§ **INSTRUCTIONS TO FOLLOW**:
What is needed here is an exact copy of every record below.
[Opening PROVIDED RECORDS section]
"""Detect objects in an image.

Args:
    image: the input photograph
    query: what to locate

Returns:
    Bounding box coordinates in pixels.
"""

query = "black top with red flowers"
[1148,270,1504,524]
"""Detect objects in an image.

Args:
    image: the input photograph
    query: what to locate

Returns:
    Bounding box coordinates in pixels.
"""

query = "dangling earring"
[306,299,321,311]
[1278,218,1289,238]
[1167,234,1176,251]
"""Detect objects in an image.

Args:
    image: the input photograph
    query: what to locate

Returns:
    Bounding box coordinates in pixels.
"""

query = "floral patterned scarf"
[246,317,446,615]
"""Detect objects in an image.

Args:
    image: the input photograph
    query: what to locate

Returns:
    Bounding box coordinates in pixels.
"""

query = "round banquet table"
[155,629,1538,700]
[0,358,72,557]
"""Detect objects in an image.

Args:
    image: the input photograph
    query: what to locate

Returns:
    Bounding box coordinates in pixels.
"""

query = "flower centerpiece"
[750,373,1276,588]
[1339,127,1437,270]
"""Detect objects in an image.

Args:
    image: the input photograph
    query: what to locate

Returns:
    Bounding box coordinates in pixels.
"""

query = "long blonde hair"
[Closing PROVIDED RECORDS section]
§ **TASK ANSWER**:
"""Detect objects in an image.

Args:
    image: the input photograph
    query: what to locate

Returns:
    Bounding box coordinates in pixels.
"""

query = "black top with red flowers"
[1148,270,1504,524]
"""Detect objects in an image.

Args:
    image: the input photograph
    query: what to locate

Returns:
    Bounding box coordinates in pixels.
"""

query = "dangling earring"
[306,299,321,311]
[1278,218,1289,238]
[1167,234,1176,251]
"""Detect objects in an image.

Args:
    image: the input photograph
    query: what to locate

Returns:
    Bounding box coordinates in pixels.
"""

query = "floral patterned scarf"
[246,317,446,615]
"""Detect objects in an image.

Args:
    image: the input photograph
    query: what to locate

Returns:
    Bounding box coordinates in pixels.
"""

query = "round banquet table"
[155,629,1538,700]
[0,358,72,557]
"""Detect objects in an image.

Args:
    image: the input photograph
    query: what to locate

Returns:
    Bounding box coordinates in pixels.
"""

query = "flower centerpiece"
[750,373,1276,588]
[1339,127,1437,270]
"""Detect objects in an image.

Args:
    image: the input photograph
    query: what to locate

Returns:
    Bounding box coordinates in pixels.
"""

query = "long blonde hair"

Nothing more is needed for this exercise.